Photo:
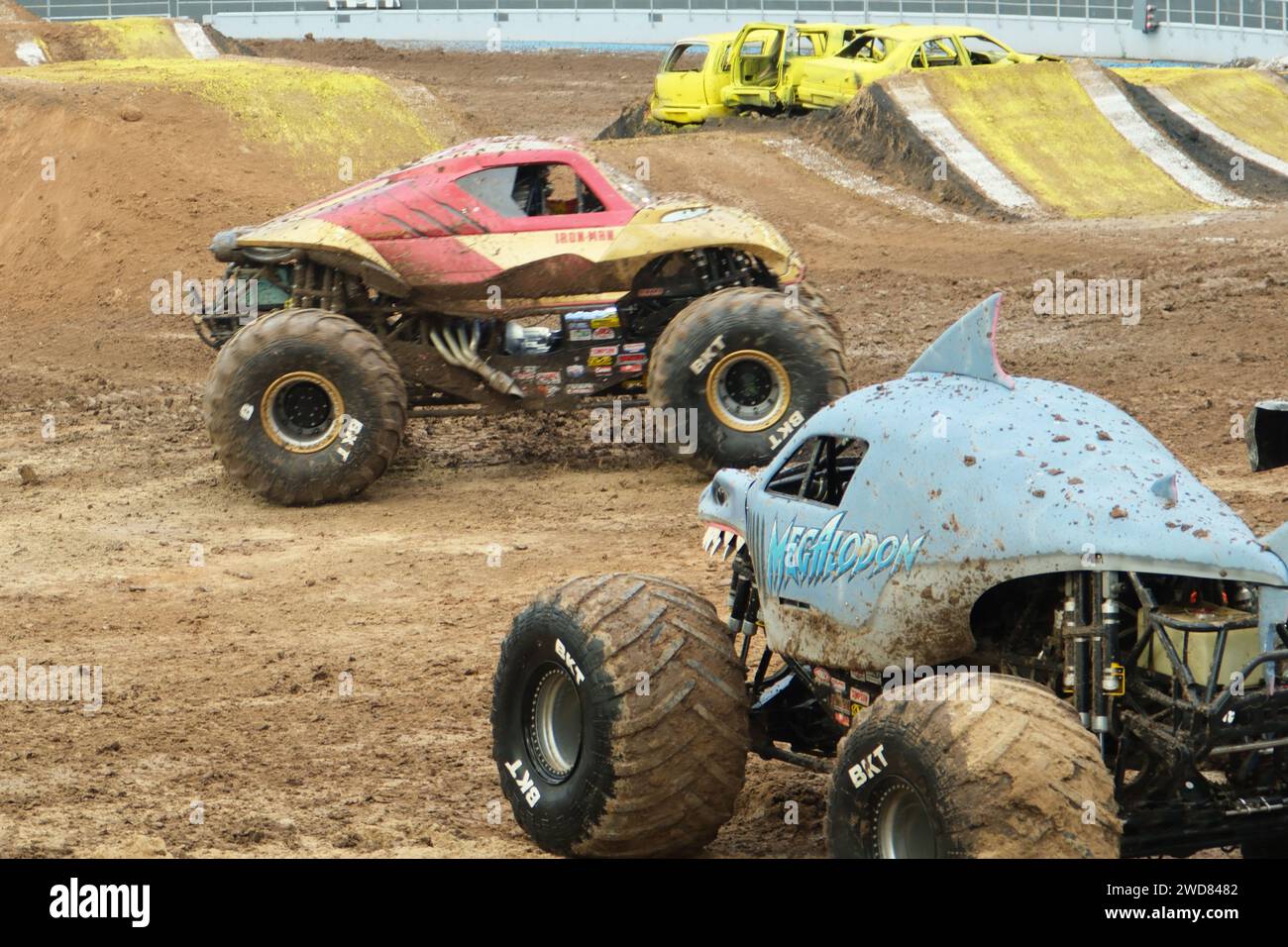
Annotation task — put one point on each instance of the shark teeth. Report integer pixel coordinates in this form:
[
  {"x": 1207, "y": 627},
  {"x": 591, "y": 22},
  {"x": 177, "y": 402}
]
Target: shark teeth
[{"x": 722, "y": 541}]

— Stated task —
Copy the rows above word for word, including every line of text in them, but leave out the pictures.

— Output below —
Photo:
Annotation task — put one point on each instance of the shark teeth. Report integer pixel coordinates in this form:
[
  {"x": 1207, "y": 627},
  {"x": 591, "y": 22},
  {"x": 177, "y": 402}
]
Target: shark teeth
[{"x": 722, "y": 541}]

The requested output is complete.